### TASK DESCRIPTION
All of the entries are to be printed exactly as they appear.

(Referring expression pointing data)
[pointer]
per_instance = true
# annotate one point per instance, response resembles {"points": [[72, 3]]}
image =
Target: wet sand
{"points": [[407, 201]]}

### EXPECTED ANSWER
[pointer]
per_instance = true
# annotate one point per instance, response resembles {"points": [[72, 3]]}
image =
Target: wet sand
{"points": [[407, 201]]}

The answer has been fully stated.